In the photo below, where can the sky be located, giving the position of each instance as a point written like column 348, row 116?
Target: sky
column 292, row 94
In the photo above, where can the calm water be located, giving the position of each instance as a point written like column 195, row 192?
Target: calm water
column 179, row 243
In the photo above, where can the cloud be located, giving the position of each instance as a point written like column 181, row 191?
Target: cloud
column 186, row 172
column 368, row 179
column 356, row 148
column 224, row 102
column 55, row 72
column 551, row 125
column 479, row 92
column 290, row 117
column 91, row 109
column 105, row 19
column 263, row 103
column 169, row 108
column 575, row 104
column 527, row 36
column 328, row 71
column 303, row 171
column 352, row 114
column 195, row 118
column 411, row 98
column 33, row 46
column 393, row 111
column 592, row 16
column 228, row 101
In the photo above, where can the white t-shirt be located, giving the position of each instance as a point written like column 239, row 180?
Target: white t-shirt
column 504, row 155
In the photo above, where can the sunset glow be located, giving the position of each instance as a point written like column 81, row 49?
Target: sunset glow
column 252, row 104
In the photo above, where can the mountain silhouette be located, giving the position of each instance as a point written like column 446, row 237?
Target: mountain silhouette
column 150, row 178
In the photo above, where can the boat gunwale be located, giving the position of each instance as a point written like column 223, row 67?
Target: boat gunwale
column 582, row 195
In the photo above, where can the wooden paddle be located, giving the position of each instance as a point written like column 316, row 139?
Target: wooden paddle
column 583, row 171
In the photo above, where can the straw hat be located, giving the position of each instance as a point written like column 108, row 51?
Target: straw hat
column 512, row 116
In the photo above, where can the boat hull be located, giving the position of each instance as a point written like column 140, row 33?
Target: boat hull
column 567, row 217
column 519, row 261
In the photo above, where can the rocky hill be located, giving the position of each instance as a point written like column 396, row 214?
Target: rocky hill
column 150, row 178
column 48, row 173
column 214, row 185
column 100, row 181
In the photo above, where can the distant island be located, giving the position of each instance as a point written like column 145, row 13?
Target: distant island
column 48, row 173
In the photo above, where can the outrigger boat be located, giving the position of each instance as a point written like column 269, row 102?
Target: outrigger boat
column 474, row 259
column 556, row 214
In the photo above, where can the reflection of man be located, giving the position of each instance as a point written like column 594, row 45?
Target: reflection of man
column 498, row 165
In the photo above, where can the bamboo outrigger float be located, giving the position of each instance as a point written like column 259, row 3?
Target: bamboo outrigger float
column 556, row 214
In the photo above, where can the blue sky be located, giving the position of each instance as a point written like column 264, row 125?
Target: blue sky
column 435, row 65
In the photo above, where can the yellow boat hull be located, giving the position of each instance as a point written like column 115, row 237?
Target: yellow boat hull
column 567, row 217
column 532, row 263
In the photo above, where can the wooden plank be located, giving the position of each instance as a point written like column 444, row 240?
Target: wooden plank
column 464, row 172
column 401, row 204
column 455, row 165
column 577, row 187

Task to complete: Could you give again, word for word, the line with "Target: wooden paddle" and all lines after it through the end of the data? Leave out everything else.

The completed task:
Target: wooden paddle
column 583, row 171
In the photo above, where can the straw hat be located, giving the position of each instance as a point written like column 108, row 51?
Target: straw hat
column 512, row 116
In the photo above, where can the boat hull be located, giving the position of each instance as a point written like column 140, row 33?
Target: boat hull
column 567, row 217
column 519, row 261
In the photo above, where can the rocky hill be located, giving the position of each instance as a point written like column 396, row 214?
Target: rocky hill
column 150, row 178
column 48, row 173
column 214, row 185
column 100, row 181
In the photo above, where can the distant island be located, giving the position of each instance as a point written like column 145, row 13?
Target: distant island
column 48, row 173
In the photo above, where can the outrigger boat be located, giving the position of each instance as a point written like column 269, row 102?
Target: outrigger boat
column 474, row 259
column 556, row 214
In the photo above, where can the reflection of man be located, giving the position of each instance as a point written like column 594, row 45?
Target: reflection of man
column 498, row 165
In the photo above, where can the bamboo outrigger float be located, giving the position of each instance as a point written like column 259, row 3?
Target: bamboo outrigger float
column 556, row 214
In the photo above, where can the blue sky be located, giving the position of each instance as a point written like column 264, row 125?
Target: blue sky
column 435, row 65
In the photo above, where can the yellow boat hull be located, giving the position of each instance as a point written like column 115, row 237?
Target: yellow boat hull
column 567, row 217
column 532, row 263
In the photo above, where can the wooden plank be located, giving the position of each instance as a point written like column 444, row 240?
Target: wooden plank
column 464, row 172
column 401, row 204
column 455, row 165
column 577, row 187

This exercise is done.